**YOUR TASK:** Filter the entries for the word "asphalt". Copy each line that has it.

**Records drawn from a dataset:**
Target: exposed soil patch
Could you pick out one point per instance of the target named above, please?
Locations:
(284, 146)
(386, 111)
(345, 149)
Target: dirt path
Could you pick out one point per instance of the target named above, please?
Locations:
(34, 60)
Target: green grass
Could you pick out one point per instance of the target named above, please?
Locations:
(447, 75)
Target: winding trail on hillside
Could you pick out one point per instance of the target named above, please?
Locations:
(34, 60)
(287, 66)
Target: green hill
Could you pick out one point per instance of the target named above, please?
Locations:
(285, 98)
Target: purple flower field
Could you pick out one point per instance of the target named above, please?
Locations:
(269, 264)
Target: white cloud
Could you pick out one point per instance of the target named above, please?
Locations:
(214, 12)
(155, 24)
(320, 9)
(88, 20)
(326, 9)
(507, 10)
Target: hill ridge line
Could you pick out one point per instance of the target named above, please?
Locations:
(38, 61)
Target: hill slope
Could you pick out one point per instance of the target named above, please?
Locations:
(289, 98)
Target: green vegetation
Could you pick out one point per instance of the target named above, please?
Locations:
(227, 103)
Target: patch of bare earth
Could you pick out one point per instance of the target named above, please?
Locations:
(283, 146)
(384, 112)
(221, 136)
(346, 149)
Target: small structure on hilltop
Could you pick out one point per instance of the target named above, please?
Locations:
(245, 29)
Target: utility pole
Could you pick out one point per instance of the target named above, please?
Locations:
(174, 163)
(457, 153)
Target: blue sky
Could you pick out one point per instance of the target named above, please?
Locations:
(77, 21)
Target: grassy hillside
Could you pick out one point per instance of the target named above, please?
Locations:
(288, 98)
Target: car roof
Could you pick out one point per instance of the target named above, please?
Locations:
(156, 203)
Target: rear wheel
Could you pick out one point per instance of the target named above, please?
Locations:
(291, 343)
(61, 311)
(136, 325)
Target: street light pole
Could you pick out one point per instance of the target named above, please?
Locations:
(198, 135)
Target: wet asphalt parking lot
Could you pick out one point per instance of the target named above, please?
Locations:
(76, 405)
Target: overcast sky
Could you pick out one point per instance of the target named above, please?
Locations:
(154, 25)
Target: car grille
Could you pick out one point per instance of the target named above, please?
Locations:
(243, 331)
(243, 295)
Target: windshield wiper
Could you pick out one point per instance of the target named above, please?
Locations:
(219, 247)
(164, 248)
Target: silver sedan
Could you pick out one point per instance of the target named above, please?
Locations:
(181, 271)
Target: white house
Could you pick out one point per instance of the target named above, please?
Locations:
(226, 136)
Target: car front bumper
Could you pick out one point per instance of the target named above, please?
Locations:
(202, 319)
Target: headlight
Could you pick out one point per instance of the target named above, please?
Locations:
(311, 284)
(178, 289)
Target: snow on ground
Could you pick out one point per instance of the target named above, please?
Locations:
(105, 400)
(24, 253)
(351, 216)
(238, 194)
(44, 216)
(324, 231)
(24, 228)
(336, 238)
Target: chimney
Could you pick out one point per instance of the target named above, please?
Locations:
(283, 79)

---

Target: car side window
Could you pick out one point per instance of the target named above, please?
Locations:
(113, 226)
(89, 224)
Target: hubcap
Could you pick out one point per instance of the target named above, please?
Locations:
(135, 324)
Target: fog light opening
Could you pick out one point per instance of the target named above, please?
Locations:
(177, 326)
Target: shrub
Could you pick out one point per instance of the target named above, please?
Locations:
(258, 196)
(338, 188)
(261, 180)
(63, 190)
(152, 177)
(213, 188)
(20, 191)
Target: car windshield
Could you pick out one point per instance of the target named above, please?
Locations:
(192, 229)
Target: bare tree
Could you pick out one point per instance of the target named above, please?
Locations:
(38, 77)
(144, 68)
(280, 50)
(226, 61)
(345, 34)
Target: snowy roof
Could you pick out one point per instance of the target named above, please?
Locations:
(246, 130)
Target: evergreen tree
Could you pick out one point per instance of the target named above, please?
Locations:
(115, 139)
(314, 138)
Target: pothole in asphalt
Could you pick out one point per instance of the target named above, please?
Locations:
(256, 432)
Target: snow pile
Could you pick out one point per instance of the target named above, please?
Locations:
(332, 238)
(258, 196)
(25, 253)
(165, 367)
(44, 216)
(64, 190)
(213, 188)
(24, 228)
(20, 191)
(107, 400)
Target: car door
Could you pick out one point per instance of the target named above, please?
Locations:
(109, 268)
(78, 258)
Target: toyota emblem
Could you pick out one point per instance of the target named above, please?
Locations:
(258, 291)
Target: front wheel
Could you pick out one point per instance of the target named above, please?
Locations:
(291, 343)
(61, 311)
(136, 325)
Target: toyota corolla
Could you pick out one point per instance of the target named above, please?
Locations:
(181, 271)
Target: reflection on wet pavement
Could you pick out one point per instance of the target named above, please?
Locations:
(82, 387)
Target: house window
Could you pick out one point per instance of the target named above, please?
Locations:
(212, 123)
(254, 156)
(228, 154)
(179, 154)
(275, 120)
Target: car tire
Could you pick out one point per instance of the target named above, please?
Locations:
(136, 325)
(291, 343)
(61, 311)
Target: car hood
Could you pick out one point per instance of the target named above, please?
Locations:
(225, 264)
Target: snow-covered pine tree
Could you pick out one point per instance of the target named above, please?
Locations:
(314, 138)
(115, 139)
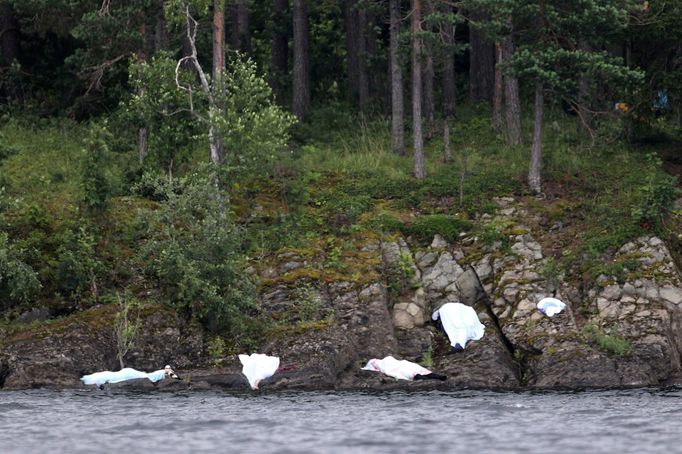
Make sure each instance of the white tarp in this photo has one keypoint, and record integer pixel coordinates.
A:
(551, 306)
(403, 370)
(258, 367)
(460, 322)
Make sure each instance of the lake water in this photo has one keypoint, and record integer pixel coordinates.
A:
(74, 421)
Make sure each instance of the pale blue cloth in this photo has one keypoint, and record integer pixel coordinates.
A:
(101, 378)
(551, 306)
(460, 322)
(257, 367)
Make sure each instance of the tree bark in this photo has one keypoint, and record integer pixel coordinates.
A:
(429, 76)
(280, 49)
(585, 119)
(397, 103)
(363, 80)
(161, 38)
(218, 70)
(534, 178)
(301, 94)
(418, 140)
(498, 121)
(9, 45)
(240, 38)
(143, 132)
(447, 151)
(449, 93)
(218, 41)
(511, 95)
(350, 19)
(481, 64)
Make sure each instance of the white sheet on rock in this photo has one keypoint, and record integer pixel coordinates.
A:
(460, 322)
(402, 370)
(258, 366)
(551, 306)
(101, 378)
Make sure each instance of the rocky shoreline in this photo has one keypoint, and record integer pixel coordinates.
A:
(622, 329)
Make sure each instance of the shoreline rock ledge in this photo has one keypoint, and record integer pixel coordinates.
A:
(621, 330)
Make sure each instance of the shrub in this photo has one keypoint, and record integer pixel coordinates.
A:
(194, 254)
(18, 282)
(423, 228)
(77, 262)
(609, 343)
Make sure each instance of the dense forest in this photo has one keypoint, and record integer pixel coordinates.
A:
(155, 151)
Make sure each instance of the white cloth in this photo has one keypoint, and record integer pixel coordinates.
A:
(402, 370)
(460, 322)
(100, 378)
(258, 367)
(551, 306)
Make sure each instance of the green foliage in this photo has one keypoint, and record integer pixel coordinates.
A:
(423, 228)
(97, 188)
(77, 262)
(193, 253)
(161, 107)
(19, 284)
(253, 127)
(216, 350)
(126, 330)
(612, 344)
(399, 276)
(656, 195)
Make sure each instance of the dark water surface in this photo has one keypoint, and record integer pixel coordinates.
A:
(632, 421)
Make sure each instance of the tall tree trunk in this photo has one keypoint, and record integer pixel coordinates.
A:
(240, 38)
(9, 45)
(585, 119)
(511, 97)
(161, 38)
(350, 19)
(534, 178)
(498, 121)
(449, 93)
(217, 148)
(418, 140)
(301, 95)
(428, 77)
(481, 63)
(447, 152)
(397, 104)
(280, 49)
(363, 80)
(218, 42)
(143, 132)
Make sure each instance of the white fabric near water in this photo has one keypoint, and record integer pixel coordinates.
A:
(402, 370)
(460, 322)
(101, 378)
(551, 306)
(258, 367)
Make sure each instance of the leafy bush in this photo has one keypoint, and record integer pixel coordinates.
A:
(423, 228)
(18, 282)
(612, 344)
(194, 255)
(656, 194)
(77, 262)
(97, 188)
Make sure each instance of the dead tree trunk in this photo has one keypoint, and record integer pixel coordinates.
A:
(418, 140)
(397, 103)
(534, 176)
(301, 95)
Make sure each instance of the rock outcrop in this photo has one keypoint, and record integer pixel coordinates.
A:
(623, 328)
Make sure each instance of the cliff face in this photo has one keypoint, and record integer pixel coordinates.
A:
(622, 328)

--

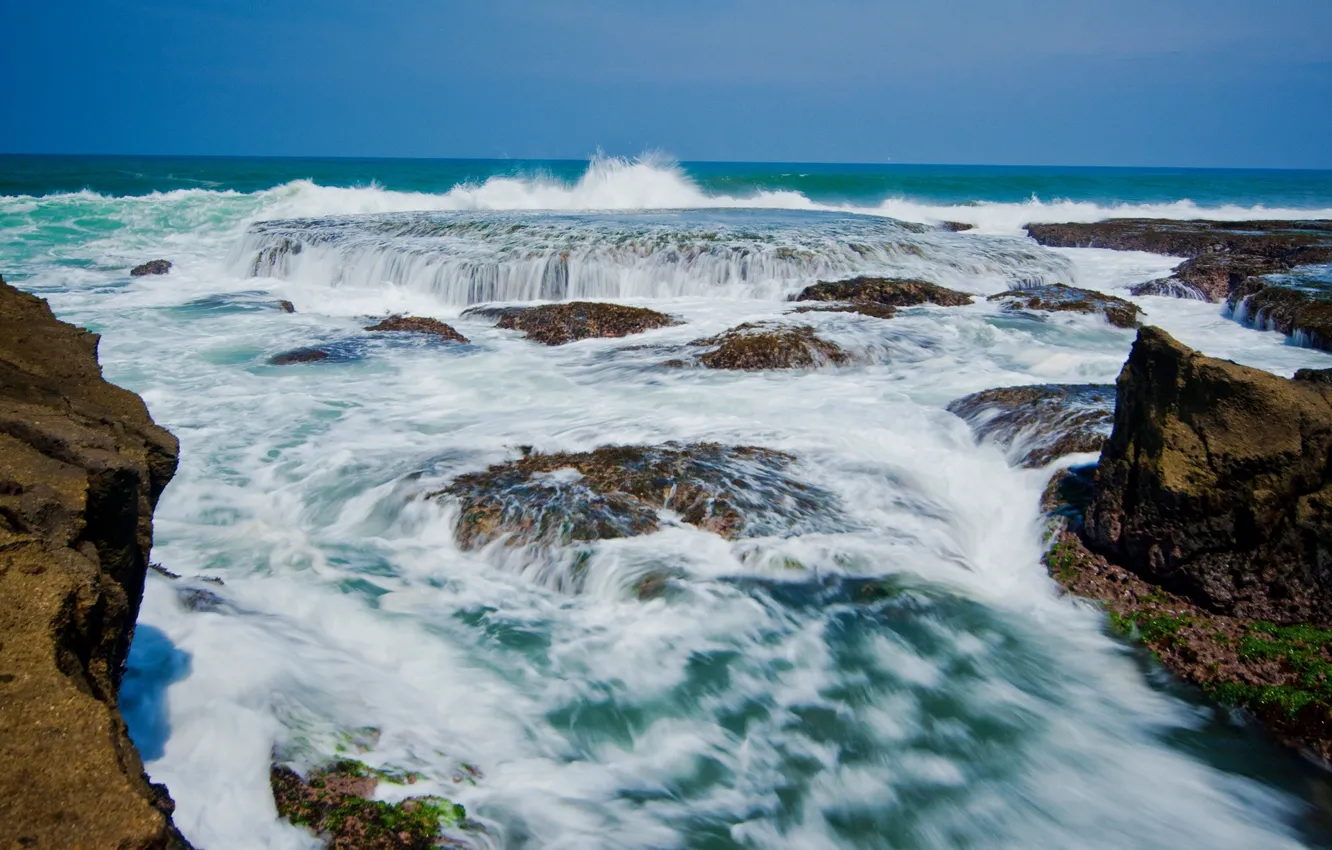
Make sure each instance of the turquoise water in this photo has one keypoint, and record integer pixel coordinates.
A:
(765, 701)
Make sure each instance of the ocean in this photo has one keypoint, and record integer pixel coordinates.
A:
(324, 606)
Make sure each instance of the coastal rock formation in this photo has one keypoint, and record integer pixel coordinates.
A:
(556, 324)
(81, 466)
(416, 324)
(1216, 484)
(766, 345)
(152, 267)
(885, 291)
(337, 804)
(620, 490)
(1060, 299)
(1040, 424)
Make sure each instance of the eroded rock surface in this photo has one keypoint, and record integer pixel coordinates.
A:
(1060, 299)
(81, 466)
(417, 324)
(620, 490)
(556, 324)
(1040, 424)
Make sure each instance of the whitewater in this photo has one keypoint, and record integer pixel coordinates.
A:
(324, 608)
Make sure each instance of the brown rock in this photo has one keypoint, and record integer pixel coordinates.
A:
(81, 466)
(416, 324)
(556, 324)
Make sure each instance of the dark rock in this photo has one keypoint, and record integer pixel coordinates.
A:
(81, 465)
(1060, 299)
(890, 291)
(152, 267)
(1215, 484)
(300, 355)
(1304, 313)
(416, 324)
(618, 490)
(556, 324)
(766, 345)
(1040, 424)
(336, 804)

**RESPONSE TO THIS TASK:**
Target: wet asphalt parking lot
Target: pothole in asphalt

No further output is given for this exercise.